Exercise:
Find the string "below" in the records and copy each line where it occurs.

Referring expression data
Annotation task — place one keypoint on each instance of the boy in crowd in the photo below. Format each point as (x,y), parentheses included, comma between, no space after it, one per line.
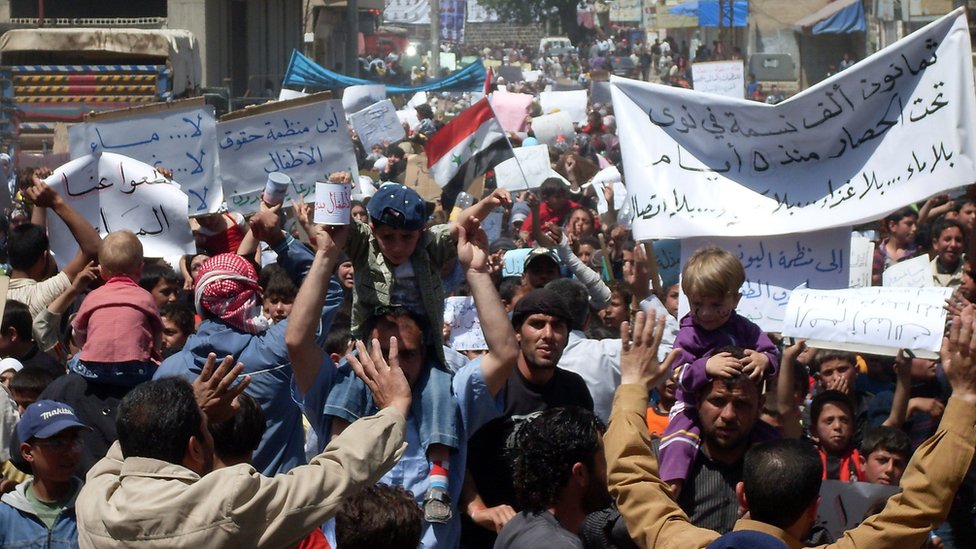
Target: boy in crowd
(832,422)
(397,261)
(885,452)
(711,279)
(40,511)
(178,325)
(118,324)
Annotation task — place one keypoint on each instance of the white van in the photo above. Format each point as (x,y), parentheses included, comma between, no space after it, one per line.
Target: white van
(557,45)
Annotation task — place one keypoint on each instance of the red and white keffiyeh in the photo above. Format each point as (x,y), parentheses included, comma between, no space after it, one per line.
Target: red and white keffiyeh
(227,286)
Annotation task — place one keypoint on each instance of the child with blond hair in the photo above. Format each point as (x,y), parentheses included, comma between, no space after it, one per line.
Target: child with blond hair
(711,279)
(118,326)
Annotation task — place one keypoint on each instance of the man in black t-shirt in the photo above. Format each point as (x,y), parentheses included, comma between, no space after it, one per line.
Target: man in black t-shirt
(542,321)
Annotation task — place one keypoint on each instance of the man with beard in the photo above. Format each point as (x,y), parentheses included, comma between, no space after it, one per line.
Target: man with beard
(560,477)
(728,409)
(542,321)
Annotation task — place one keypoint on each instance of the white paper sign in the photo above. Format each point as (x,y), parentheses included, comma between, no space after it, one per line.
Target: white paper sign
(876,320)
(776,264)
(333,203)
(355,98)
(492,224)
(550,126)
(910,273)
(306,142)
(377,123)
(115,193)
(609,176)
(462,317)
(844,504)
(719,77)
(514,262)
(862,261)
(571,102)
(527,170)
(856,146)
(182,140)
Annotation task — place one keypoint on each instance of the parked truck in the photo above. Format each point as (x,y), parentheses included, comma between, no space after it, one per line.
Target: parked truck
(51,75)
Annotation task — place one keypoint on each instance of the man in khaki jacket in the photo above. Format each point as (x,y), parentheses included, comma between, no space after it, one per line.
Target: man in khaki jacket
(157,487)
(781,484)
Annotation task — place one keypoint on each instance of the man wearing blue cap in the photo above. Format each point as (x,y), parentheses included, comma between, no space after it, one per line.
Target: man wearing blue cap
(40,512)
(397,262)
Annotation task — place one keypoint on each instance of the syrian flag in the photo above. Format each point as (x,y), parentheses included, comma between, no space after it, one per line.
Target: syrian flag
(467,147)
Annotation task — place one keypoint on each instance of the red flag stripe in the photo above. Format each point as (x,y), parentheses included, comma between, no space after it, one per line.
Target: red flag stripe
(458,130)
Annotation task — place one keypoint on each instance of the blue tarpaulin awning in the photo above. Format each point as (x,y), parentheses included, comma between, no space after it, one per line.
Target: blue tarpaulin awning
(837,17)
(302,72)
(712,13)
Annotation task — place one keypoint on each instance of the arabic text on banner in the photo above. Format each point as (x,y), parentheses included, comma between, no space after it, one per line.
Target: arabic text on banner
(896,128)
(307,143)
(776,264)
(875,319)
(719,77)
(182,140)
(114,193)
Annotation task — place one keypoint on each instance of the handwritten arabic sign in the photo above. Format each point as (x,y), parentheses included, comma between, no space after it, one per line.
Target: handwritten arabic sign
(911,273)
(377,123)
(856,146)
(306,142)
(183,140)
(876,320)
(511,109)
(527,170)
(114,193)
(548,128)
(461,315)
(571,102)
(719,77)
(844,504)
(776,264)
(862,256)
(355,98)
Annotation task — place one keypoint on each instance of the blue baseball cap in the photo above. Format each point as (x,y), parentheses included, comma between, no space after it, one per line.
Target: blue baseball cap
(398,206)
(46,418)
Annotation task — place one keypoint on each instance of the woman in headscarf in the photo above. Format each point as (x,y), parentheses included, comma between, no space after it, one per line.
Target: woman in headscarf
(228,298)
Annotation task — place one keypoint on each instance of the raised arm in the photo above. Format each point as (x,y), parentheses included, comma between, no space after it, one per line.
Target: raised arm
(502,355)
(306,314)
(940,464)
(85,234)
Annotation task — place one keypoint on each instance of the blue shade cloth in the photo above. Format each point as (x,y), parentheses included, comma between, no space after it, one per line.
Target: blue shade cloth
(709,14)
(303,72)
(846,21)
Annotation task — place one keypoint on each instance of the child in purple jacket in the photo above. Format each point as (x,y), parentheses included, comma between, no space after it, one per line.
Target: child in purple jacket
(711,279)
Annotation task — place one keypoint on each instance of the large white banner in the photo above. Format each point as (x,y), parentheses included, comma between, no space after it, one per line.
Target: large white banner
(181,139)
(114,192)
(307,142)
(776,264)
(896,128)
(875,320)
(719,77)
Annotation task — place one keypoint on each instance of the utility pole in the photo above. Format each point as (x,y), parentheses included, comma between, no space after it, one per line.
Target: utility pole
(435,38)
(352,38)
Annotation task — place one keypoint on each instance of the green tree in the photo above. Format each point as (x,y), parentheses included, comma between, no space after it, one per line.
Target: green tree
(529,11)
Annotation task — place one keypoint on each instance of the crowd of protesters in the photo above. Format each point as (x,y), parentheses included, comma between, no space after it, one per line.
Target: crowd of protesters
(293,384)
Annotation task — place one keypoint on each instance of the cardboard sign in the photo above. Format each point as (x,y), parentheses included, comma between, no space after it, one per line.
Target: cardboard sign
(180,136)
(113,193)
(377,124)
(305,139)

--

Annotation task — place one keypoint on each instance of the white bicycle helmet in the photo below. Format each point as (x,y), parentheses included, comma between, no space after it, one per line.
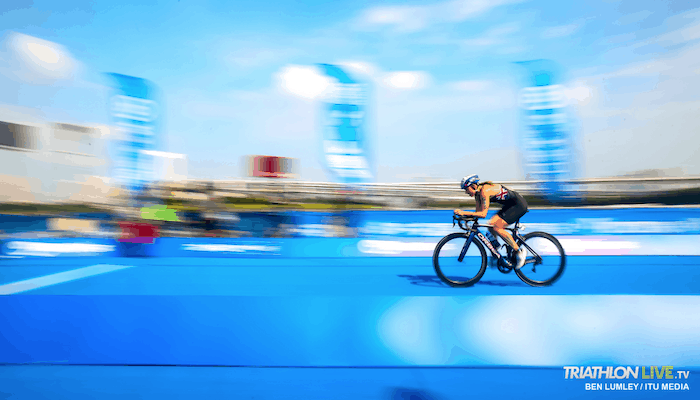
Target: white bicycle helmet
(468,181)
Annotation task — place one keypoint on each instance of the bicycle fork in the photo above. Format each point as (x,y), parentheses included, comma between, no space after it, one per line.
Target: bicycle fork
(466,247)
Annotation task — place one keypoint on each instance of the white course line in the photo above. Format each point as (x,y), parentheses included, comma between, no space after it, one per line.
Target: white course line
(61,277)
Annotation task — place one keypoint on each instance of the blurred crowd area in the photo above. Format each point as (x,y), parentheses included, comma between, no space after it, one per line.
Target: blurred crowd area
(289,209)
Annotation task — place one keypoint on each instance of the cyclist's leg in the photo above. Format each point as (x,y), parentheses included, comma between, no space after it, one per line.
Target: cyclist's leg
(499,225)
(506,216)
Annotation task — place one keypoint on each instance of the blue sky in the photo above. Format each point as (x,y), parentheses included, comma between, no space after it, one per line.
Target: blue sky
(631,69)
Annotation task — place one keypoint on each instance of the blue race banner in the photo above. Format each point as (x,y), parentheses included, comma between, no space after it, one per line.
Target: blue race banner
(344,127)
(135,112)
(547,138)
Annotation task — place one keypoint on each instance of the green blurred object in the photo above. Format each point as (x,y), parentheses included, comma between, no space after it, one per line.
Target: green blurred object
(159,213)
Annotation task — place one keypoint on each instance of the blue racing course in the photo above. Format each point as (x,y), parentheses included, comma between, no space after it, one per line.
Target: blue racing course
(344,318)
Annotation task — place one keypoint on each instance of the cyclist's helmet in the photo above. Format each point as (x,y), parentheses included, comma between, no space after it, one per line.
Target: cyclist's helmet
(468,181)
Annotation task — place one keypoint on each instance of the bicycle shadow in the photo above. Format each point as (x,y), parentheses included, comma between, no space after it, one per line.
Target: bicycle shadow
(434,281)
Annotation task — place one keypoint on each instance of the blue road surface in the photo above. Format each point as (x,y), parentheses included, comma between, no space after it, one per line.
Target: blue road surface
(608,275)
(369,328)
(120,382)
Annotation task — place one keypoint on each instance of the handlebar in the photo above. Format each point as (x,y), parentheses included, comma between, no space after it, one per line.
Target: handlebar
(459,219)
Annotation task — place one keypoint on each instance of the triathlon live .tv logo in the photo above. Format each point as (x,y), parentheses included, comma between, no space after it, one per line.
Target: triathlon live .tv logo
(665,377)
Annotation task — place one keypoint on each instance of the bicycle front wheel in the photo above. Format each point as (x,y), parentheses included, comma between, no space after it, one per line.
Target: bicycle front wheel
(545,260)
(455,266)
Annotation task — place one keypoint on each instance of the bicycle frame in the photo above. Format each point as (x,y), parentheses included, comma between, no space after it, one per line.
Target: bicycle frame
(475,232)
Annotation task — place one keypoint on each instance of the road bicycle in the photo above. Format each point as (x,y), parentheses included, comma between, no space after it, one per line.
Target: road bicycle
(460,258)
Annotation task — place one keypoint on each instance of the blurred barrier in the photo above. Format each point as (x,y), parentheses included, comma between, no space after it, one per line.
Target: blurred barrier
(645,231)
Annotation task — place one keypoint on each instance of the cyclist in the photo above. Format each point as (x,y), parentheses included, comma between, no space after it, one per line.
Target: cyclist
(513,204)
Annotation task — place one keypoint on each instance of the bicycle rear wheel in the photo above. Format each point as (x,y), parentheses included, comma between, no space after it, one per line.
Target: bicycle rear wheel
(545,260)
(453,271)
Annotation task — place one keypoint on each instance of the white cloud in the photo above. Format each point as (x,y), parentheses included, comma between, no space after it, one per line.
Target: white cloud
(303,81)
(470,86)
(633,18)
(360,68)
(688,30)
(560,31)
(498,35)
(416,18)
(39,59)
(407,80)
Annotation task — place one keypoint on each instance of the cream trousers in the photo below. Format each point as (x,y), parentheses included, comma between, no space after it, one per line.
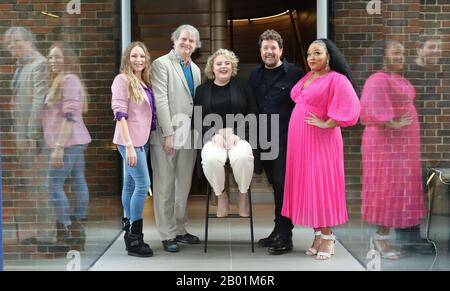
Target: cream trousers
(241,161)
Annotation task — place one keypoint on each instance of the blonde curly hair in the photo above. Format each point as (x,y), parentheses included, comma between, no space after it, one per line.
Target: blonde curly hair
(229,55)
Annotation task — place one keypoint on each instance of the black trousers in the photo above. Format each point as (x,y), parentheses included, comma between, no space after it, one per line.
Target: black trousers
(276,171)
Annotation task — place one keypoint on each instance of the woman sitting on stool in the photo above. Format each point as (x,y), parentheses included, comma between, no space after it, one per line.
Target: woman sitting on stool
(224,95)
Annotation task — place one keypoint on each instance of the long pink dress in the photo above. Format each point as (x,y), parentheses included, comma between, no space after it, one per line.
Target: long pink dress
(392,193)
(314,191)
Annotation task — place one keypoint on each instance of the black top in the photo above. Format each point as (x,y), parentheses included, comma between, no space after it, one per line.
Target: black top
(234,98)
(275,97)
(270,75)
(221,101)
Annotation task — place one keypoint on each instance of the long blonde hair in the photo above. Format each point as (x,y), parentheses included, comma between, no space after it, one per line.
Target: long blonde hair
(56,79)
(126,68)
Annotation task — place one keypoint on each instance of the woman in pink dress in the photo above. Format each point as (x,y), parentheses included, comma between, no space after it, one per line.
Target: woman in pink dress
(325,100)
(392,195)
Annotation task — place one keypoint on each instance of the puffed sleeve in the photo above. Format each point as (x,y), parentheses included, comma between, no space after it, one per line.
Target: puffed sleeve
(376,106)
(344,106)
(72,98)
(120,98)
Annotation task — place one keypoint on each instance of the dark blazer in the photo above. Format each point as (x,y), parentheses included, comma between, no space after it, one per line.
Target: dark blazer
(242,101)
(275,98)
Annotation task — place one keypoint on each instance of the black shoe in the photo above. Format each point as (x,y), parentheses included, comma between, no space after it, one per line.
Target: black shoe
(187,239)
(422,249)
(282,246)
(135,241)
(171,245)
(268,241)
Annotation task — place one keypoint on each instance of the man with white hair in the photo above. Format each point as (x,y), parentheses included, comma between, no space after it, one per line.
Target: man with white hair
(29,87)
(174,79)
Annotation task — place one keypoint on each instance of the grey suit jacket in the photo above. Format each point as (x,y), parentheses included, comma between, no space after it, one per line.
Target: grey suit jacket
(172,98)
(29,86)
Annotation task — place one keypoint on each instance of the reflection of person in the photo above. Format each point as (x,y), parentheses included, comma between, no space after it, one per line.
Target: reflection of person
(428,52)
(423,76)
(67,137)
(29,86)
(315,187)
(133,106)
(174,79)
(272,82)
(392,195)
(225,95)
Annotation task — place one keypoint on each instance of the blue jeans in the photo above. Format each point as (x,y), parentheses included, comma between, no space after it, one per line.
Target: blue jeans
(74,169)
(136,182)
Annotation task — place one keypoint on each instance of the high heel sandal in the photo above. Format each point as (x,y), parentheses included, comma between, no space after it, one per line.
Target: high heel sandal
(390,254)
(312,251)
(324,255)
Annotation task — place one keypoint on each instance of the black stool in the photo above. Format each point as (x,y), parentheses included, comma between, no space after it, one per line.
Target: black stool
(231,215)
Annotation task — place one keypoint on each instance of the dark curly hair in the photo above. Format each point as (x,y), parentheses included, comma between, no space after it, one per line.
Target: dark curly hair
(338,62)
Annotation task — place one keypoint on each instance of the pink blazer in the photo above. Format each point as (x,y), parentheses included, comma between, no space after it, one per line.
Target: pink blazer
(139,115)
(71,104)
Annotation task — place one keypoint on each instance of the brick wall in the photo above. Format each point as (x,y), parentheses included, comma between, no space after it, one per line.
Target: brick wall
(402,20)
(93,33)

Response area:
Annotation task — place one keypoint on each instance of the boy in crowd in the photo below. Format each point as (x,y), parentheses included, comma between, no space after it, one per line.
Annotation task — place one keypoint on each instance of the white bicycle helmet in the photo below. Format each point as (x,y), parentheses included, comma between, no space after it, one per line.
Annotation task — place one keypoint on each instance of the cream trousers in the photo below. Format each point as (x,y), parentheses included, comma between, no space after it, one per line.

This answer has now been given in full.